--- DATASET RECORDS ---
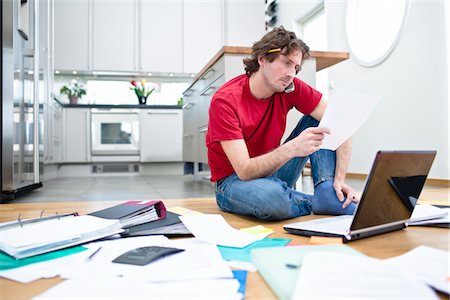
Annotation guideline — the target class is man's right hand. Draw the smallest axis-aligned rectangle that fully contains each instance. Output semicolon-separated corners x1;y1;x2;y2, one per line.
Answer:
286;127;330;157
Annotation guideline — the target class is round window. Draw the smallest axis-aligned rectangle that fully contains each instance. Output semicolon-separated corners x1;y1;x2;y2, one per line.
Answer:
346;0;408;67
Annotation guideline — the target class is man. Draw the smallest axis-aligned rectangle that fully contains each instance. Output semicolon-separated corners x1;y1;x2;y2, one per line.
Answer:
206;27;358;220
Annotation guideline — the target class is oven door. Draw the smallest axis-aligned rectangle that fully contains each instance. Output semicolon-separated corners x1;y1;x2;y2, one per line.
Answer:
91;109;139;155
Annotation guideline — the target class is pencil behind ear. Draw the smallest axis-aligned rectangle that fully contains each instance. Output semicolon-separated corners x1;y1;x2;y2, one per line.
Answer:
284;81;295;93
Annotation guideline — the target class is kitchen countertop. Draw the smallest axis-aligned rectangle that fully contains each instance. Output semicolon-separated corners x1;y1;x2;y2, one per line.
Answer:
53;97;182;109
187;46;350;85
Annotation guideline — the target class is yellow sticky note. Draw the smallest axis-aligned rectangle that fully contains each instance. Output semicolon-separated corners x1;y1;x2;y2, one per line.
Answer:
241;225;273;234
309;236;343;245
167;206;203;216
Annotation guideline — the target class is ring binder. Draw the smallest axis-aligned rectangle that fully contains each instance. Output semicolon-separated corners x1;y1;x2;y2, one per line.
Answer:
0;210;78;229
0;212;123;259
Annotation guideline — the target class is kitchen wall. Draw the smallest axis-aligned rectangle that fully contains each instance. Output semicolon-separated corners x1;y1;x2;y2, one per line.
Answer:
277;0;450;179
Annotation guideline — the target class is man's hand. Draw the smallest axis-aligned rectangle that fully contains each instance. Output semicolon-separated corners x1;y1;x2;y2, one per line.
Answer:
333;180;359;208
288;127;330;157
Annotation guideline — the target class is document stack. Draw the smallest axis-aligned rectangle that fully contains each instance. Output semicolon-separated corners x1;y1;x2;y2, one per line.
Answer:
89;200;166;228
0;214;123;259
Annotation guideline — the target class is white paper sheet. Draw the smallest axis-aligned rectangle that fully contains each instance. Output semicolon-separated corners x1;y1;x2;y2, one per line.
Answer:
293;252;439;300
408;204;449;224
319;88;381;150
34;277;242;300
180;214;270;248
384;246;450;294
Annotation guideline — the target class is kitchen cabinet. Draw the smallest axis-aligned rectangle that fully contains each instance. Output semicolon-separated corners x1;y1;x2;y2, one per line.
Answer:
63;108;91;163
183;46;349;173
44;103;64;163
139;0;183;73
91;1;134;71
53;0;90;71
183;0;224;74
183;47;249;163
139;109;183;162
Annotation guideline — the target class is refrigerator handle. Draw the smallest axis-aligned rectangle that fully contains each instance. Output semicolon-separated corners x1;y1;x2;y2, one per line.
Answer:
32;0;40;183
15;0;30;41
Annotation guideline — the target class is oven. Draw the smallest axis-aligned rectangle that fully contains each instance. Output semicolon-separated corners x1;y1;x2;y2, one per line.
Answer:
91;108;139;155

--- TASK DIRECTIONS ---
Convert the listing above into a Markdown table with the columns Row and Line, one non-blank line per row, numbered in order. Include every line of the listing except the pictures, and omit blank lines.

--- TASK OUTPUT ---
| Row | Line |
|---|---|
| 1 | Annotation guideline — the target class is man's right hand. Draw the smallest axis-aligned rectangle that fully contains each instance. Output semicolon-separated corners x1;y1;x2;y2, one per line. |
| 2 | Answer: |
| 3 | 286;127;330;157 |
| 4 | Annotation guideline — the target class is round window. Draw the smallest axis-aligned rectangle that fully contains each instance. Output semicolon-separated corners x1;y1;x2;y2, one per line. |
| 5 | Answer: |
| 6 | 346;0;408;67 |
| 7 | Annotation guideline — the target class is man. Draw the smallest axis-aligned rectangle that fully contains each instance. Output semicolon-separated corners x1;y1;x2;y2, one per line. |
| 8 | Answer: |
| 9 | 206;27;358;220 |
| 10 | Annotation guideline — the target class is oven door. Draw the smallest axis-aligned rectangle that fully contains each instance. Output semicolon-separated corners x1;y1;x2;y2, one per line. |
| 11 | Answer: |
| 12 | 91;109;139;155 |
| 13 | Annotation guideline — the target class is pencil behind ear. Draw the smallest axis-aligned rectangle that fully contains each instance. Output semicolon-separated corners x1;y1;x2;y2, one per line. |
| 14 | Answer: |
| 15 | 284;81;295;93 |
| 16 | Annotation guideline — the target class is kitchen countertop. Draw the smallest axis-aligned rectangle that fully contains each instance. Output semicolon-separated corners x1;y1;x2;y2, one per line. |
| 17 | Answer: |
| 18 | 53;97;182;109 |
| 19 | 187;46;350;85 |
| 20 | Annotation guideline — the target class is yellow sticky note. Draw the smallest axis-aligned rectangle that fully contains each instance. Output semicolon-separated corners x1;y1;x2;y2, one per line. |
| 21 | Answer: |
| 22 | 241;225;273;234 |
| 23 | 309;236;343;245 |
| 24 | 167;206;203;216 |
| 25 | Annotation guideline — the target class is ring binder. Draw the smallest axis-aligned rectangle that fully contains each instance. Output semicolon-separated corners x1;y1;x2;y2, one per line. |
| 26 | Answer: |
| 27 | 0;210;78;229 |
| 28 | 0;212;123;259 |
| 29 | Annotation guideline — the target class is kitchen wall. Draw the smallest axis-aligned rectangle that fully contains each instance. Output semicolon-separated corners x1;y1;x2;y2, one per line. |
| 30 | Answer: |
| 31 | 277;0;450;179 |
| 32 | Annotation guideline — the target class is man's hand. Draw the smallest axis-aligned rectangle that fully contains each instance. Output semicolon-separated corners x1;y1;x2;y2, one per line. |
| 33 | Answer: |
| 34 | 333;180;359;208 |
| 35 | 288;127;330;157 |
| 36 | Annotation guideline — the target class is document stack. Draw the smallest axis-aligned rectangle that fully contains each instance. Output semicolon-separated corners x1;y1;x2;y2, one per line. |
| 37 | Answer: |
| 38 | 89;200;166;228 |
| 39 | 0;214;123;259 |
| 40 | Annotation guideline — the target class is white paper sheet. Draw the smallest axis-aligned rectangle that fully contains each instance. Output semicolon-separated corners x1;y1;x2;y2, one per line. |
| 41 | Answer: |
| 42 | 293;252;439;300 |
| 43 | 408;204;449;224 |
| 44 | 319;88;381;150 |
| 45 | 34;277;242;300 |
| 46 | 180;214;270;248 |
| 47 | 384;246;450;294 |
| 48 | Annotation guideline — the target class is kitchen cabinet. Draw the smallest axis-aligned rectangle that fully contains each instance. Output semicolon-separated corners x1;y1;x2;y2, one per line. |
| 49 | Answer: |
| 50 | 63;108;91;163 |
| 51 | 183;46;349;173 |
| 52 | 44;103;64;163 |
| 53 | 139;0;183;73 |
| 54 | 91;1;134;71 |
| 55 | 53;0;90;71 |
| 56 | 183;0;224;74 |
| 57 | 183;47;249;163 |
| 58 | 139;109;183;162 |
| 59 | Annotation guideline — the target class is refrigerator handle. Draw the smallest axis-aligned rectangle that fully contains each instance. Output semicolon-separated corners x1;y1;x2;y2, one per line. |
| 60 | Answer: |
| 61 | 32;0;40;183 |
| 62 | 15;0;30;41 |
| 63 | Annotation guideline — the target class is oven. Draw the smallest axis-aligned rectangle that fully contains each instance. Output semicolon-separated corners x1;y1;x2;y2, one per line. |
| 64 | Answer: |
| 65 | 91;108;139;155 |